--- Start of SELECTED EXTRACT ---

UNITED STATES COURT OF APPEALS
FOR THE SIXTH CIRCUIT.

TENNESSEE VALLEY AUTHORITY,
    Petitioner,

v.

RANDOLPH FRADY,
UNITED STATES DEPARTMENT OF LABOR,
    Respondents.

ON PETITION FOR REVIEW OF THE
DECISIONS AND ORDERS OF THE
UNITED STATES DEPARTMENT OF
LABOR


BEFORE: RYAN, SUHRHEINRICH, and COLE, Circuit Judges.

   PER CURIAM. This appeal arises from claims by Randolph Frady under the whistleblower protection provision of the Energy Reorganization Act of 1974(ERA), as amended, 42 U.S.C. § 5851 (1988), which prohibits licensees of the Nuclear Regulatory Commission (NRC) from discriminating against employees who engage in protected activity, such as identifying nuclear safety concerns or making complaints under the ERA. Pursuant to the ERA, Plaintiff Frady filed complaints with the U.S. Department of Labor (DOL), alleging that his non-selection for fourteen different positions was the result of unlawful retaliation for his protected activities while working as a nuclear inspector for Defendant Tennessee Valley Authority (TVA). The case ultimately reached the Secretary of Labor (hereinafter Secretary), who found for Plaintiff with regard to three of the fourteen allegations.

--- End of SELECTED EXTRACT ---

Retype the section of the court opinion word for word, starting at "UNITED STATES COURT" and ending at "Respondents.".

--- Start of DATASET RECORDS ---

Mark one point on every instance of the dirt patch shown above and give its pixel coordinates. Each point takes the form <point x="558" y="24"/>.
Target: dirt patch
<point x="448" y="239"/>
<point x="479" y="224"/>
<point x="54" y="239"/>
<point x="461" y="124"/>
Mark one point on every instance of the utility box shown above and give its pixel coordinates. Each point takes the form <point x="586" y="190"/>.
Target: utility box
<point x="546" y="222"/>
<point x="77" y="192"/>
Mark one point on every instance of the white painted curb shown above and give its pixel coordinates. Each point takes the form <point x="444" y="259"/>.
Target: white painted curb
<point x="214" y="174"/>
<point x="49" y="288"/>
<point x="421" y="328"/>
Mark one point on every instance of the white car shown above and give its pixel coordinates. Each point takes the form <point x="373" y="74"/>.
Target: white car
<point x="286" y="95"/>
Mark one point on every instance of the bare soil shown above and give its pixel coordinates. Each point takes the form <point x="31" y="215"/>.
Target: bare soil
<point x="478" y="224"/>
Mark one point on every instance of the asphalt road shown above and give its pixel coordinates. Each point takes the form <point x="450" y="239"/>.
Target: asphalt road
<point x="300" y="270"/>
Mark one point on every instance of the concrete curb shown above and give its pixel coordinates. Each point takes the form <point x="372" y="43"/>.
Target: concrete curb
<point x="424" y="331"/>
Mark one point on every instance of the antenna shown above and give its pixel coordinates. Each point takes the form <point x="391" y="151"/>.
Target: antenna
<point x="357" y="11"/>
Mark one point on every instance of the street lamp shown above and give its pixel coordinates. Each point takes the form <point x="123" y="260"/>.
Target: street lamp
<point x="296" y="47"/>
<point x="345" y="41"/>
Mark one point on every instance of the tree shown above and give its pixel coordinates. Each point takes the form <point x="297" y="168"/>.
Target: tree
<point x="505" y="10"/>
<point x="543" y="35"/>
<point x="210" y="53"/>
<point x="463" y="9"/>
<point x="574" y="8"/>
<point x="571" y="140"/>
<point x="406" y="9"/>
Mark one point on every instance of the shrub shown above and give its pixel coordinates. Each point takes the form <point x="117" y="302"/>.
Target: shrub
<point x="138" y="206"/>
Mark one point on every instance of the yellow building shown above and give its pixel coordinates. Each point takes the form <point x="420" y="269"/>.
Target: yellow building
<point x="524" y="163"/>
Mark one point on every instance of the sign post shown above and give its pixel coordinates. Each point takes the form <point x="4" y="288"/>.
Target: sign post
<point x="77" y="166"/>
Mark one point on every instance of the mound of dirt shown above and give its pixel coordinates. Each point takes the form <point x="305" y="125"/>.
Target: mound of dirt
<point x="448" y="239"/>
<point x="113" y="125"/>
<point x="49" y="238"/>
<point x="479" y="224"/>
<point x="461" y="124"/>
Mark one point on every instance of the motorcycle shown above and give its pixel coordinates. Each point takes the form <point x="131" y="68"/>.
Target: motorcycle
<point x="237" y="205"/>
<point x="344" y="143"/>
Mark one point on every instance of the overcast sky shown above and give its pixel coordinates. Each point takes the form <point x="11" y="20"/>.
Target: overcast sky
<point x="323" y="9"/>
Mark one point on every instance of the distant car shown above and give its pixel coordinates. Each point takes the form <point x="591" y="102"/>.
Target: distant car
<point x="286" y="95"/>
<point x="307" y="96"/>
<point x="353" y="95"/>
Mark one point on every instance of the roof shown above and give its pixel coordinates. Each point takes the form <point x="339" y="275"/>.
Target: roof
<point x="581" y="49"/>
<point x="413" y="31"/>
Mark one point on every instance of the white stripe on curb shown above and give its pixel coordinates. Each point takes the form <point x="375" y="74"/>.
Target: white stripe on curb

--- End of DATASET RECORDS ---

→ WRITTEN RESPONSE
UNITED STATES COURT OF APPEALS
FOR THE SIXTH CIRCUIT.

TENNESSEE VALLEY AUTHORITY,
    Petitioner,

v.

RANDOLPH FRADY,
UNITED STATES DEPARTMENT OF LABOR,
    Respondents.